#### EXERCISE AIM
The response should be an exact copy of the records, with the pictures removed.
== Segment start ==
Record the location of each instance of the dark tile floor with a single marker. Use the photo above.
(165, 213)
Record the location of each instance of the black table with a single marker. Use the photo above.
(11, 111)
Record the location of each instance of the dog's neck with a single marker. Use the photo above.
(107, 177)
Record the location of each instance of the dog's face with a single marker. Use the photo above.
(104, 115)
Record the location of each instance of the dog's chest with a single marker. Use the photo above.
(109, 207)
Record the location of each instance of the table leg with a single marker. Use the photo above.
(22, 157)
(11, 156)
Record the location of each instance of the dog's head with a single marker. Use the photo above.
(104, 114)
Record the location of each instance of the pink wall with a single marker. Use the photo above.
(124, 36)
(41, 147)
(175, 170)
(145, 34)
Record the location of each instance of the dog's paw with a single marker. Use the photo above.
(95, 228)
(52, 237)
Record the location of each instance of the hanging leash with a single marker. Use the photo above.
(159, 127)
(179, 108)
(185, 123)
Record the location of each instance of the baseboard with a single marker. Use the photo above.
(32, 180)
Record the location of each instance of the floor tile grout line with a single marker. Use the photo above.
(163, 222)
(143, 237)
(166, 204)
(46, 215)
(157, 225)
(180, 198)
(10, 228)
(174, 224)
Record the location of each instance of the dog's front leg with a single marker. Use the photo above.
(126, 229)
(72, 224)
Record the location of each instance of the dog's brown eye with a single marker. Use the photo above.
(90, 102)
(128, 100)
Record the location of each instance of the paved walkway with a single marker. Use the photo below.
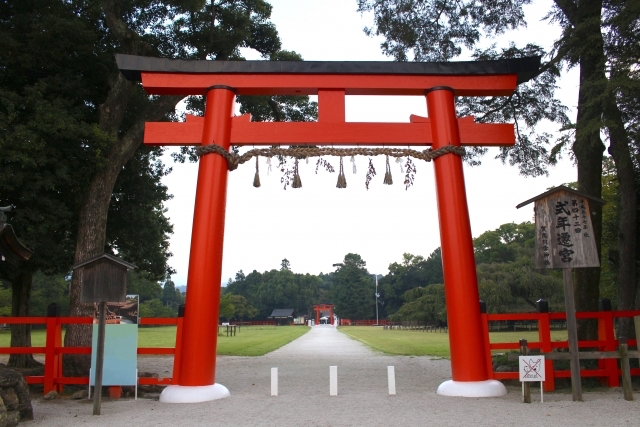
== Segment end ==
#### YOUR SOLUTION
Record the location of each instance of the dark tile floor with a single marker. Use the photo above.
(165, 213)
Record the location of each instance of the black table with a single marker. Use the photo above.
(11, 111)
Record the location of each instance of the dog's neck with a single marker. Use the photo above.
(107, 177)
Record the location of each instance of the dog's face with a single marker. Use the photo above.
(104, 115)
Record the location of each instance of the dog's chest with a single marker. Use the photo above.
(109, 207)
Record the location of each instance of the table leg with a single marker. Use the photo above.
(22, 157)
(11, 156)
Record the location of each instance of the dog's head with a single marker. Use the photo above.
(104, 114)
Record the location of each instance of the pink wall with a single marker. Use the photo above.
(124, 36)
(41, 147)
(175, 170)
(145, 34)
Record the location of each instance of the dog's paw with a single marker. Use the photo above.
(95, 228)
(52, 237)
Record the location of each instance of the hanging leash with a single marker. Use the photo above.
(159, 127)
(179, 108)
(185, 123)
Record the location of each instance of the baseboard with a single marker. Use the photo above.
(32, 180)
Record the location of each instance of the floor tile grout line with a single marker. Use the photo above.
(163, 222)
(143, 237)
(166, 204)
(46, 215)
(157, 225)
(180, 198)
(10, 228)
(174, 224)
Record the location of each instance of the dog's front leg with a single marker. Use the photo above.
(126, 229)
(72, 224)
Record the location of each instance of the dog's brown eye with a single marker. Use the photo above.
(90, 102)
(128, 100)
Record the location of each instance of the paved walkway with a single marker. Use the photo below.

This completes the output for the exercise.